Life decisions separate
                     'hawk' from 'dove'

Ask anyone who has regular contact with animals - from farmers to pet owners - and they will tell you that animals have personalities. Some are docile, some are tetchy. Animals are individuals, with a range of temperaments, from aggressive to shy. Explaining the evolution of personality has been difficult. Now it seems the decisions animals make about how to live their lives and when to reproduce may be what gives them their personalities.

To test the idea, Max Wolf of the theoretical biology group at the University of Groningen, the Netherlands, and colleagues built an evolutionary model based on trade-offs animals face during their lives. For example, young oystercatchers have to decide whether to move into a vacant territory with a poor food supply and start breeding, or wait for higher quality territory to become available. "We predict that the ones that delay reproduction will be more risk-averse, and more shy and non-aggressive, than the ones that start reproducing immediately," says Wolf. This example is in birds, but all animals face similar decisions.

The model incorporates this dilemma over current or future reproduction, and looks at how behavioural traits evolve over many generations. Individuals in the model are confronted with a risky situation in which they might get injured but where there is also a chance of a high pay-off. This is similar to the famous "hawk-dove" game in which an individual who behaves aggressively has a higher chance of winning a fight over a resource than one who behaves meekly. Hawks, however, are more likely than doves to die in the attempt.

The team also examined how animals forage when there are predators around. Bolder individuals get more food because they don't waste time hiding - but they also run the risk of being eaten. In other words, individuals that live fast do risk dying young.

In the model, individuals can differ in their aggressiveness, boldness and intensity of exploratory behaviour. These behaviour traits are linked to the probability of obtaining resources and successfully reproducing (Nature, vol 447, p 581).

▶ _Tasks to complete_
1. Copy the passage of the article on animal personalities that starts with the words "The team also" and ends with "447, p 581).", word for word.
2. Pick up the article on how life decisions shape animal personalities after its final sentence and keep writing it.

▶ _Dataset entries_
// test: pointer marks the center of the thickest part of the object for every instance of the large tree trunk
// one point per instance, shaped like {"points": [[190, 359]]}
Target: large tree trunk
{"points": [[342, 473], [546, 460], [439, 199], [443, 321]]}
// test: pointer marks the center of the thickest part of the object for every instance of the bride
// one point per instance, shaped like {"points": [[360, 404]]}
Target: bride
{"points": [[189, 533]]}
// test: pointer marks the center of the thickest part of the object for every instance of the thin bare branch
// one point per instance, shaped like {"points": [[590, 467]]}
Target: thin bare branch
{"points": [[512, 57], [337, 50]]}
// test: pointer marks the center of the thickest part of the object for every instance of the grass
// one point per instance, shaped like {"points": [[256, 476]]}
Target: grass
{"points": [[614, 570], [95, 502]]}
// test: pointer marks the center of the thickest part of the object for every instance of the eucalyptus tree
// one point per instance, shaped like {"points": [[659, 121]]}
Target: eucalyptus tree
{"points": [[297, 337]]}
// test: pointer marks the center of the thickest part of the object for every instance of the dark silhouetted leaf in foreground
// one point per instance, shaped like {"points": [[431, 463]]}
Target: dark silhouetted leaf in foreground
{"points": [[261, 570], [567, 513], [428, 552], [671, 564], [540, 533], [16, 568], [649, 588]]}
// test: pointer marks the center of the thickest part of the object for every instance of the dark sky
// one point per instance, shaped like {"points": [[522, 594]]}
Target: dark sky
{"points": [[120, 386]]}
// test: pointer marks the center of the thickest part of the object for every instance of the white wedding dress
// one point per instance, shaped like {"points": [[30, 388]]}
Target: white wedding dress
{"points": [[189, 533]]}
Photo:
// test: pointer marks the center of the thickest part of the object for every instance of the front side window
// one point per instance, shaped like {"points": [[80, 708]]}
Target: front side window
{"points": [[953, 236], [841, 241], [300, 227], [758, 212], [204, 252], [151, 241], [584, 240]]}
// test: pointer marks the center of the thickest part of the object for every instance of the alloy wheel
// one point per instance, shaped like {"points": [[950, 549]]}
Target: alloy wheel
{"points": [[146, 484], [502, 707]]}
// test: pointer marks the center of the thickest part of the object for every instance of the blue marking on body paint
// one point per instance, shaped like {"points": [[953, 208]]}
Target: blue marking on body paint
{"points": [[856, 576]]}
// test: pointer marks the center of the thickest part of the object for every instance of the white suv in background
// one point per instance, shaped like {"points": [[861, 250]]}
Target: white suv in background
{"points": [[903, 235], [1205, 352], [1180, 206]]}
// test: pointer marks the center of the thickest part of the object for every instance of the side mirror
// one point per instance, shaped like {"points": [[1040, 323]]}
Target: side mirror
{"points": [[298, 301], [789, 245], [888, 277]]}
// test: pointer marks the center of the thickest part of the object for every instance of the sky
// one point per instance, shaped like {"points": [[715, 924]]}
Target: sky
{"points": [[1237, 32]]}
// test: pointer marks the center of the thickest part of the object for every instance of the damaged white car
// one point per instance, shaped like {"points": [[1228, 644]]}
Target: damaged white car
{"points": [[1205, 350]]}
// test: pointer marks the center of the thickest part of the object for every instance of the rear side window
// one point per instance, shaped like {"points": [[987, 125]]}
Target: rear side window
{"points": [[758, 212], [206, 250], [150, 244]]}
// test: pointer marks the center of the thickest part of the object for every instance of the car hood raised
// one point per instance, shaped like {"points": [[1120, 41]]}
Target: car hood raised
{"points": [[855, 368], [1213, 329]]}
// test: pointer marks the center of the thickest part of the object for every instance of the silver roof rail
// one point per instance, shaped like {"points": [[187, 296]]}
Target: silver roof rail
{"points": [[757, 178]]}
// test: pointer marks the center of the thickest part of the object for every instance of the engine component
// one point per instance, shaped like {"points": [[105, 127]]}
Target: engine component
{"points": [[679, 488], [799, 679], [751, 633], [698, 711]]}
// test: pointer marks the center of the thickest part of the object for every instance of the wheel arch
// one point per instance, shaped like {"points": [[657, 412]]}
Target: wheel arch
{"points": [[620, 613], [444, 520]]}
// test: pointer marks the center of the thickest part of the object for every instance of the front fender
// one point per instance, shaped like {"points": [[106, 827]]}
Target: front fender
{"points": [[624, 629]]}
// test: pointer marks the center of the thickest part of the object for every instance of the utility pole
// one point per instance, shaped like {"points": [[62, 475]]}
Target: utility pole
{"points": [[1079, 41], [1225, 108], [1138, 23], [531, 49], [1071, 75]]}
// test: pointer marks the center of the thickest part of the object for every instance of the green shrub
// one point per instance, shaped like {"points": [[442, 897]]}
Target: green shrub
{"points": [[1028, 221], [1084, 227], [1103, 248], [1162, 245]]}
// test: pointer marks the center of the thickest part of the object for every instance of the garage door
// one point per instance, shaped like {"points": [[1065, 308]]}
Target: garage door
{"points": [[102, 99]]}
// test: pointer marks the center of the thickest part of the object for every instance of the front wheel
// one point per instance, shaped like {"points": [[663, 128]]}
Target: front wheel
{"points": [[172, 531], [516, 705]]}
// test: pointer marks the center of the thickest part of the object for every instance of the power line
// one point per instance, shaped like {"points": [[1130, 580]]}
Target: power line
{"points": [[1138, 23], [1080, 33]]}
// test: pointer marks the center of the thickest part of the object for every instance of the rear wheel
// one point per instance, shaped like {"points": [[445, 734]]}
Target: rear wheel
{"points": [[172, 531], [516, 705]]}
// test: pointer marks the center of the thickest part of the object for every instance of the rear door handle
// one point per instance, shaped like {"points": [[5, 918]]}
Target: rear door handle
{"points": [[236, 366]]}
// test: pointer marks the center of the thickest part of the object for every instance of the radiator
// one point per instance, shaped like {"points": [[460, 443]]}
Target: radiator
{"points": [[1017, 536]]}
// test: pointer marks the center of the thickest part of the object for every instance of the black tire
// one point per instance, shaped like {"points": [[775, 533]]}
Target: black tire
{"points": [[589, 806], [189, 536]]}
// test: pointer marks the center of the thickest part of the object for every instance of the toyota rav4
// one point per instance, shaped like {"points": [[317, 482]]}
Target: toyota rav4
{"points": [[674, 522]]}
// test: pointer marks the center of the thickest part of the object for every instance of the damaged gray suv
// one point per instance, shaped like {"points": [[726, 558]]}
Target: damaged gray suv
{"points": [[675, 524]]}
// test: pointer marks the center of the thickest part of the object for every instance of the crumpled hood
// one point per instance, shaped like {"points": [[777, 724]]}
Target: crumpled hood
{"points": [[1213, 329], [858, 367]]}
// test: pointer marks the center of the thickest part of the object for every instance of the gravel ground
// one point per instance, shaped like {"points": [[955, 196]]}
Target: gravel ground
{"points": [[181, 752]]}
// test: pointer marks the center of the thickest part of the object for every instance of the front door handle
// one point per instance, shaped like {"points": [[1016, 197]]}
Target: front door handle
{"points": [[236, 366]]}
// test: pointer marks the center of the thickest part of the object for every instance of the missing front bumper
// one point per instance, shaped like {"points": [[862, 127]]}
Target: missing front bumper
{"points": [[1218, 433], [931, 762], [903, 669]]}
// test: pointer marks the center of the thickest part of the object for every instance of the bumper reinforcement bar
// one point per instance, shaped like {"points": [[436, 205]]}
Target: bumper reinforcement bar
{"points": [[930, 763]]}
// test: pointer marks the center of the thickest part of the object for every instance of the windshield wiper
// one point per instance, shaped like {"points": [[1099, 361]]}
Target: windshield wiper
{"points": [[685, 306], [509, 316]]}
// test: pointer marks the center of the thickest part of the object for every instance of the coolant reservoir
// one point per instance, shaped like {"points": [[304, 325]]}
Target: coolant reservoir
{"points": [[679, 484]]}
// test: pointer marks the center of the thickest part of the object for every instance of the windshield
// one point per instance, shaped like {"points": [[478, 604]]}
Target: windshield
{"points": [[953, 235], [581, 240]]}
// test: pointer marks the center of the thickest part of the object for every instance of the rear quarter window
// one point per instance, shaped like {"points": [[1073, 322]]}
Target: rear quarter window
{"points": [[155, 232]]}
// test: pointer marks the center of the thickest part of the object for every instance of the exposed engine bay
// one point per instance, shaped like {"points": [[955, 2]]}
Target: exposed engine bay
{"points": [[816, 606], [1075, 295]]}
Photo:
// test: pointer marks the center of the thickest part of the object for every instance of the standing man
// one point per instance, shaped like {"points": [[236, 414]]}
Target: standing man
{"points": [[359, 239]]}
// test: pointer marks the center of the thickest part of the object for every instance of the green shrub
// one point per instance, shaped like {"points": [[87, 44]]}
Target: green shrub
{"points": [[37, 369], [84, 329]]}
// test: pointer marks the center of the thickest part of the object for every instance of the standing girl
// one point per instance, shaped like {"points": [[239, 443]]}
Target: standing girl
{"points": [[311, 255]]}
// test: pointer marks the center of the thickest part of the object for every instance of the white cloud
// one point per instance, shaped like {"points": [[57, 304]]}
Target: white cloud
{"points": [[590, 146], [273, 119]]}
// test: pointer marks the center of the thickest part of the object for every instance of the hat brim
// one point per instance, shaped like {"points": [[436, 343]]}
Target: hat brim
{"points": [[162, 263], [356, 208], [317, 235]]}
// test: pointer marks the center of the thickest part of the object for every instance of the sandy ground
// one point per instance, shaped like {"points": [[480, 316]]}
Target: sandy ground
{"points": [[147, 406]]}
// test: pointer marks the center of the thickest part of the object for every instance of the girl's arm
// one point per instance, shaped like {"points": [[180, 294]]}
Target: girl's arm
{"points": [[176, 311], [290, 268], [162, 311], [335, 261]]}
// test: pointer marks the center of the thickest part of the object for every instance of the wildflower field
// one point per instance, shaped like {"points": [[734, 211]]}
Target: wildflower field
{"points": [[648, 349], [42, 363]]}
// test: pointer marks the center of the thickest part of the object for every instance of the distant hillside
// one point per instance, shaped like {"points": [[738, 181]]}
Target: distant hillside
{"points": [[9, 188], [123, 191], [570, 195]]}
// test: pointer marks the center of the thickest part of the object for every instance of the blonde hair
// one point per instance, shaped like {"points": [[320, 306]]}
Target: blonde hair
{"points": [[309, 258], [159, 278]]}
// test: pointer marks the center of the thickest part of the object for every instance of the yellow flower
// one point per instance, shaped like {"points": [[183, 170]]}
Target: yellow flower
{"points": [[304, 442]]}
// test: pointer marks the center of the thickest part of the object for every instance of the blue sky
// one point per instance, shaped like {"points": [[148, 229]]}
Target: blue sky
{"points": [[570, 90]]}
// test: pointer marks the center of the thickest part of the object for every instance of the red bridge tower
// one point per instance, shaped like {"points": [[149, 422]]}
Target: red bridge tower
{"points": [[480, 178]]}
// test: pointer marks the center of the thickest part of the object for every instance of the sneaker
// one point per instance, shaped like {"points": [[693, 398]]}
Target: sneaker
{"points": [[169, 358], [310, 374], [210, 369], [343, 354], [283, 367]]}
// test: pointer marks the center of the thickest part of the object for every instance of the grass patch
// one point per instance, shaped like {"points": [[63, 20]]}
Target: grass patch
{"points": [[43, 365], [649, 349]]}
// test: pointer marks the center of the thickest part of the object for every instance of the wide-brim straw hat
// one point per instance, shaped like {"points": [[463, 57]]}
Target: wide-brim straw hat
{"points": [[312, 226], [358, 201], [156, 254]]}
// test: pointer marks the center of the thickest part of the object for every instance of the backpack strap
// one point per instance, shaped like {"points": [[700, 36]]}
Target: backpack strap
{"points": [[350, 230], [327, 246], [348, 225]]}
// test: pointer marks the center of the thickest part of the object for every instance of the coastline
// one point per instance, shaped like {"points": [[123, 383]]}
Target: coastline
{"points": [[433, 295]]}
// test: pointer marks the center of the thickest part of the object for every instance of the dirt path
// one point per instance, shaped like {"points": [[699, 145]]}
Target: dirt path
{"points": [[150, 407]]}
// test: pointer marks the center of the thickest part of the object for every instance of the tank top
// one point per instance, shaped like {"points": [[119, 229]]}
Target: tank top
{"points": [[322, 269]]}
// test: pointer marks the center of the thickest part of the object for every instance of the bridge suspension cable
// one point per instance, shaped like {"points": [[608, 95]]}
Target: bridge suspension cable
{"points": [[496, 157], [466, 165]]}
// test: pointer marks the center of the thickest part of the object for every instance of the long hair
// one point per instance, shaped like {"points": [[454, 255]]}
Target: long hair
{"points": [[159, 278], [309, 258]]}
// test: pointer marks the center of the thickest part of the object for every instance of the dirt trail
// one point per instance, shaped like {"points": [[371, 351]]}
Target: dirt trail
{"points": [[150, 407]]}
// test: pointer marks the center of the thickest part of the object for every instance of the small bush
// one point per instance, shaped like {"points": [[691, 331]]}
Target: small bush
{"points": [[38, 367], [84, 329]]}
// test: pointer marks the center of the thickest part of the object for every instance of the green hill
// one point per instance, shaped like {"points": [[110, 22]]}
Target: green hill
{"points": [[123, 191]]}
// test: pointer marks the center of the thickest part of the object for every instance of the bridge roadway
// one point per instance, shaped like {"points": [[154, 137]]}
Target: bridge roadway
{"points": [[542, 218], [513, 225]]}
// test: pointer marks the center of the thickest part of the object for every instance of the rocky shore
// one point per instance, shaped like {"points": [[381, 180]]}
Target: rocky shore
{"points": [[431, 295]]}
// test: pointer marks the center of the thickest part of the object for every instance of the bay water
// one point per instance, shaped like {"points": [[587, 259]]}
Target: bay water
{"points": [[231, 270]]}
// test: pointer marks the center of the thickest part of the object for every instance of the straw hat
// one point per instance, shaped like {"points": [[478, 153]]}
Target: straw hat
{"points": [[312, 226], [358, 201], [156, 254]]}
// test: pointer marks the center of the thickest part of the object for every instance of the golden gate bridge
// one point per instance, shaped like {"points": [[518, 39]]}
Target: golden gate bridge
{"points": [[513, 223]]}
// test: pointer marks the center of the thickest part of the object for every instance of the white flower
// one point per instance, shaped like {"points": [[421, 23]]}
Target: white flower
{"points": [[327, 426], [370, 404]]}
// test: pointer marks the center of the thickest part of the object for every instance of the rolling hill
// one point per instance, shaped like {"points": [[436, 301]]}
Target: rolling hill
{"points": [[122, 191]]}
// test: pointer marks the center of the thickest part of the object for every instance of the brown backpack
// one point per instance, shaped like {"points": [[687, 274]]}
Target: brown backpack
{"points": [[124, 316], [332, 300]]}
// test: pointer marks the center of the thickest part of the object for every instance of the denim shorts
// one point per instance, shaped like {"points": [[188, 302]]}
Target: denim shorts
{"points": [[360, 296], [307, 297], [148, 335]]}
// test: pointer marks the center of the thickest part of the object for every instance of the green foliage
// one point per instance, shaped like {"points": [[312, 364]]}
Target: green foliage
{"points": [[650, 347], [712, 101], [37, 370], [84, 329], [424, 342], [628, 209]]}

▶ _Outputs by task_
1.
The team also examined how animals forage when there are predators around. Bolder individuals get more food because they don't waste time hiding - but they also run the risk of being eaten. In other words, individuals that live fast do risk dying young.

In the model, individuals can differ in their aggressiveness, boldness and intensity of exploratory behaviour. These behaviour traits are linked to the probability of obtaining resources and successfully reproducing (Nature, vol 447, p 581).

2.
"We find that evolution results in personalities," says Wolf. "Individuals that have more to lose evolve to be more risk-averse in the different risk situations." Individuals that put more emphasis on future reproduction evolve to have low levels of aggression and behave shyly. In contrast, individuals that invest more in current reproduction evolve to be more aggressive risk-takers.

It is the first time that a formal mathematical model has been produced incorporating these different parameters to explain why individual animals have different personalities. The model also explains consistency in behaviour, says Wolf.

Judy Stamps of the University of California, Davis, has also suggested there is a link between life-history trade-offs and personality (Ecology Letters, vol 10, p 355). But she points out that the first set of models produce bimodal personalities: animals that are either bold or shy, but never in between. In real life, animals are not just one thing or the other. Wolf and colleagues address this in another model by invoking “genetic constraints”, says Stamps, arguing that many genes with small effects govern the development and expression of personality traits.

"I have trouble accepting this result because there is plenty of evidence that genetic systems can produce highly bimodal behavioural trait distributions, when those distributions are adaptive,” says Stamps. "The authors may need to think a bit more about the processes that generate continuous trait distributions."